- **SOURCE EXCERPT**

=======

Tuesday night: Talking Heids (for Book Week Scotland)
Talking Heids is Edinburgh’s magical new(ish) spoken word night on the block, hosted by one of my all-time favs Colin McGuire (pictured here):

Colin McGuire, the magical MC of Talking Heids

It happens on the third Tuesday of every month (I think? It’s once a month and it’s on a Tuesday night, anyway) at Sofi’s in Leith, and each month two poets are featured. For the BWS event, the two poets were Rob A Mackenzie and Rachel Amey. Rob took us on a brilliant chronological tour through his works, starting with the first poem he ever had published, and ending with brand spanking new hot-off-the-printer work. Rachel, meanwhile, read 100% from memory as always, and as always, blew my mind. Her NHS poem never stops giving me chills.

The lovely audience at Talking Heids November

There is also an open mic at the end, and among the acts at the BWS one were yours truly, and the really great Mr Roddy Shippin, lurking rather suspiciously by the door in the photo above. Also up at the mic was the barman, who read a Philip Larkin poem rather excellently, and then, emboldened, took out one of his own poems and read his work in public for the first time ever. The poem (he insisted it was not a poem, “just some lines I wrote on a train,” but if that’s not a poem then my whole writing career has been a huge lie) was great, and I always love it when such things happen. Things like that happening are why tiny open mics in pubs are awesome, and why people who pay to listen to poetry are awesome, and why Book Week Scotland is awesome. Yay!

=======

- **RECORD EXTRACTS**
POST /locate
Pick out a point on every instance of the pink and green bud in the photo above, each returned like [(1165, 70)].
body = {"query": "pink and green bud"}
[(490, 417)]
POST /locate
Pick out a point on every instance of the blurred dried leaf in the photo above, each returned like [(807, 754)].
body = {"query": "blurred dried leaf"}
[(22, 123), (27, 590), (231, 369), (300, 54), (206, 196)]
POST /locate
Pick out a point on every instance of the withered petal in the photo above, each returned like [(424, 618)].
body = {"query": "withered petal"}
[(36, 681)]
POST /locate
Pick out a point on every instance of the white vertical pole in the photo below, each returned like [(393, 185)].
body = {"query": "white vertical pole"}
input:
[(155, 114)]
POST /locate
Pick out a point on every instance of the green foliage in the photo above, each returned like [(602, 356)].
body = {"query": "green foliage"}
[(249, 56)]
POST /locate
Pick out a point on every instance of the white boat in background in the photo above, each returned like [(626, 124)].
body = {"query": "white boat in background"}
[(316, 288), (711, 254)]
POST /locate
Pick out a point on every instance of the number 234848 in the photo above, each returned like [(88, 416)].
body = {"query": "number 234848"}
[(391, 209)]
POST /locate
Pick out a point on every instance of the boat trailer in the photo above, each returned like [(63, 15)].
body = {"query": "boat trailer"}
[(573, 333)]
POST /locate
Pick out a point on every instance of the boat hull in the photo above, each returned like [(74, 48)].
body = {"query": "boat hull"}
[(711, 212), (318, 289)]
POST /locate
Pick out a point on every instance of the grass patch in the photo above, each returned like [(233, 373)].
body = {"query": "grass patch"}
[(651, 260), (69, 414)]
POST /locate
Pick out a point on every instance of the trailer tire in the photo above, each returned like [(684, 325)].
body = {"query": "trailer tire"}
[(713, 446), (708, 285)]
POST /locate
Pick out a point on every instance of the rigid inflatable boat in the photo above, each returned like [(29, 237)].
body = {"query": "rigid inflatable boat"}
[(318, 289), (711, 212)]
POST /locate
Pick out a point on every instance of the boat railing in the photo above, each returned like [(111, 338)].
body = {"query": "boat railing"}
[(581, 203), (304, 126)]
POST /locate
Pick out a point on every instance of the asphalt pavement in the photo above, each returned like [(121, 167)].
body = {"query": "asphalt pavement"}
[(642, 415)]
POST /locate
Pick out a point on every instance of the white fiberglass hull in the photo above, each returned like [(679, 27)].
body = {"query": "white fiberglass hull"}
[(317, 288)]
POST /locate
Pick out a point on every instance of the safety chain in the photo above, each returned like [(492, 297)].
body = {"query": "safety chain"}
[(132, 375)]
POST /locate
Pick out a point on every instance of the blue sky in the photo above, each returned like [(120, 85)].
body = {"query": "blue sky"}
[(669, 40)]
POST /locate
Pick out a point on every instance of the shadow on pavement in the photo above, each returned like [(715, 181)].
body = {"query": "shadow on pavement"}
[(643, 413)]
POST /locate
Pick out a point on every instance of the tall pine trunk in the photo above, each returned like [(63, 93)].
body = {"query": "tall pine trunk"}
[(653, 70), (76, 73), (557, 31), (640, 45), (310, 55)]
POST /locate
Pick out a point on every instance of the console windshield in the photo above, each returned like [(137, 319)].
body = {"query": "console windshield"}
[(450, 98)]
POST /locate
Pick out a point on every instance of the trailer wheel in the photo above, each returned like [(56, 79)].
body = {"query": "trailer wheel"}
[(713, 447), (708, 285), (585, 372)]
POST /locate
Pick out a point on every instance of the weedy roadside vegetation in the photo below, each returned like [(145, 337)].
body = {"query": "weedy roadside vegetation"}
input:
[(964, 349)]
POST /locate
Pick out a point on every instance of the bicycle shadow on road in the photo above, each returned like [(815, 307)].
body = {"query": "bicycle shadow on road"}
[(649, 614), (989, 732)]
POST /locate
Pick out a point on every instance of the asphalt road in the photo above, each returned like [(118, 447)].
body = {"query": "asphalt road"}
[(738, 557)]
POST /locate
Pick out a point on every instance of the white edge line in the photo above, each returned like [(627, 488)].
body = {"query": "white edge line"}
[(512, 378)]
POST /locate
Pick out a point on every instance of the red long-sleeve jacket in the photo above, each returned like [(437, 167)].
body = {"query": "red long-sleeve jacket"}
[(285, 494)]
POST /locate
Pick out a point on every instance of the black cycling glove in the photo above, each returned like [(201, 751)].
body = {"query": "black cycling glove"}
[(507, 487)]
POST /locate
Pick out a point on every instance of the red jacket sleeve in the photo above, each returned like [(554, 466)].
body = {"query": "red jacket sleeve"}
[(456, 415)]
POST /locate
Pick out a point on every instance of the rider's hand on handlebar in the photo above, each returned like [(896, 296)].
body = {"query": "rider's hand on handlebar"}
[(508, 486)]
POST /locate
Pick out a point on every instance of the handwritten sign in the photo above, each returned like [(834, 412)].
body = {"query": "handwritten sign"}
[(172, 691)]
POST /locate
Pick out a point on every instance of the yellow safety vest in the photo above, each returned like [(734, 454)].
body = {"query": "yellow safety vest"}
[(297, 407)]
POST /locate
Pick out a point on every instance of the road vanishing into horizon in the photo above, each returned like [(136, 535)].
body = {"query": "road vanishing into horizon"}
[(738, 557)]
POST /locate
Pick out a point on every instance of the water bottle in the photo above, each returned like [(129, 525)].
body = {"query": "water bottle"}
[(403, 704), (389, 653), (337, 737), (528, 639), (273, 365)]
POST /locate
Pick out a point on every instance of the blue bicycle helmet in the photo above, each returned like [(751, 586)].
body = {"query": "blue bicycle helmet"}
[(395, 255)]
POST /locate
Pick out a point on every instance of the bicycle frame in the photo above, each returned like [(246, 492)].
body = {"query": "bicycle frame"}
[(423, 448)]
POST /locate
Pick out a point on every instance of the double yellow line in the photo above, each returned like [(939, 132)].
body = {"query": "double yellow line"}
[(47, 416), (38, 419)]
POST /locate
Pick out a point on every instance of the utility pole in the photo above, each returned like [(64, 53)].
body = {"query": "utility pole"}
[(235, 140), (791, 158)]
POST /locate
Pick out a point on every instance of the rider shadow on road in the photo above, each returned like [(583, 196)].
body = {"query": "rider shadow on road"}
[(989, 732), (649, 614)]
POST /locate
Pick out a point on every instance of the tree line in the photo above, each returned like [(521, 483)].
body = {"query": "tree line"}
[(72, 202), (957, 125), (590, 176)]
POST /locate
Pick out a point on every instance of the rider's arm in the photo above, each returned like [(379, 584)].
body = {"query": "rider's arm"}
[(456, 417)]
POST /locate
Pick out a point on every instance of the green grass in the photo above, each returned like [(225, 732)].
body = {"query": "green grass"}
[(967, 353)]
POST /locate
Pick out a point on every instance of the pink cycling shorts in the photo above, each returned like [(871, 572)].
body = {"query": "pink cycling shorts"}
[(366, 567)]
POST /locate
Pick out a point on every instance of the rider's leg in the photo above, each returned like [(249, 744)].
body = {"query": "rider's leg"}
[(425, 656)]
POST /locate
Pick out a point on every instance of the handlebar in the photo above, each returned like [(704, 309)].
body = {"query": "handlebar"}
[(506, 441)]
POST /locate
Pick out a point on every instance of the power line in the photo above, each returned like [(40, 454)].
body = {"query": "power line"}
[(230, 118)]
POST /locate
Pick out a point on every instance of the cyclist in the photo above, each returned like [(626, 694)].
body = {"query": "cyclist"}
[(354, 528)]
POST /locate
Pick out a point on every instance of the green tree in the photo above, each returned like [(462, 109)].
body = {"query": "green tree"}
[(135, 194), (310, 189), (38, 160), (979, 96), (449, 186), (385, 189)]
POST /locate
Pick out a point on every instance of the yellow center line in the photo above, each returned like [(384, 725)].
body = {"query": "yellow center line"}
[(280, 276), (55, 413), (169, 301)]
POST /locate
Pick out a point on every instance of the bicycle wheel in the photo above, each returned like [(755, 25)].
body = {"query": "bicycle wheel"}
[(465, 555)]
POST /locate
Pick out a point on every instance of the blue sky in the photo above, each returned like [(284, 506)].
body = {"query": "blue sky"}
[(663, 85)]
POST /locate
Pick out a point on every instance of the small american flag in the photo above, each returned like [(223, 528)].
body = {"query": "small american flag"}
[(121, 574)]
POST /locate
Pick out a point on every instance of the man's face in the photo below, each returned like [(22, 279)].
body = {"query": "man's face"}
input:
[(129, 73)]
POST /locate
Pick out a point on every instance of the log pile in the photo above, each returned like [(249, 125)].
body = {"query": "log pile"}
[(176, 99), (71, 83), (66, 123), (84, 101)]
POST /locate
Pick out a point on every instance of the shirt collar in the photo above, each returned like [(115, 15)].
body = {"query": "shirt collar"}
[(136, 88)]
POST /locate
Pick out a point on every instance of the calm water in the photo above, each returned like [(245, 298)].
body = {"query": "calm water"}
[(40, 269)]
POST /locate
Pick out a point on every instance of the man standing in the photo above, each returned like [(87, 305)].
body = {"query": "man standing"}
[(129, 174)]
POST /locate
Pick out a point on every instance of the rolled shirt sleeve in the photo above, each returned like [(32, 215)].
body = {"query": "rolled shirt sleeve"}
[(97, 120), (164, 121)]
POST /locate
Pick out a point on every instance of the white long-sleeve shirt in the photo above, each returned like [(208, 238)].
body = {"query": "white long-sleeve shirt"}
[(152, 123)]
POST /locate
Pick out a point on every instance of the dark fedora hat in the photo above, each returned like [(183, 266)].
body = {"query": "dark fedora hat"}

=======

- **COMPLETE THE FOLLOWING**
a – In the Talking Heids write-up, which two poets were featured at the Book Week Scotland event?
b – Please carry on the Talking Heids write-up from its final sentence onward.

- **OUTPUTS**
a – Rob A Mackenzie and Rachel Amey.

b –
Wednesday night: The 2013 Margaret Harris lecture.
OK, this was not a Book Week Scotland event. In fact, I had to not go to a Book Week Scotland event in order to go to this! But it was for work, and it was fascinating, although I disagreed with a whole lot of it and found the speaker, Tom Devine, somewhat maddening. Fun fact: ten minutes into the lecture (at a kind of pivotal moment, too) we were all evacuated and lots of firemen called because some mime artists set off a smoke machine in the next room. Dramz! Also, my first ever trip to Dundee!

Thursday night: night off.
(I needed to regroup. Also I’d temporarily run out of BWS pin badges to give out.)

Friday night: Communal Dolphin Snouting
Probably the less said about the title of this event, the better (there were lots of squeaky inflatable dolphin-shaped fairground hammer things hanging from the ceiling when I arrived, and as one of the performers I felt somewhat nervous. Fortunately, said dolphin-hammers were not used to attack me, so I must have done OK). Mainly because it means I can say more about PhiFA — full name, the Berlin Philosophical Football Association.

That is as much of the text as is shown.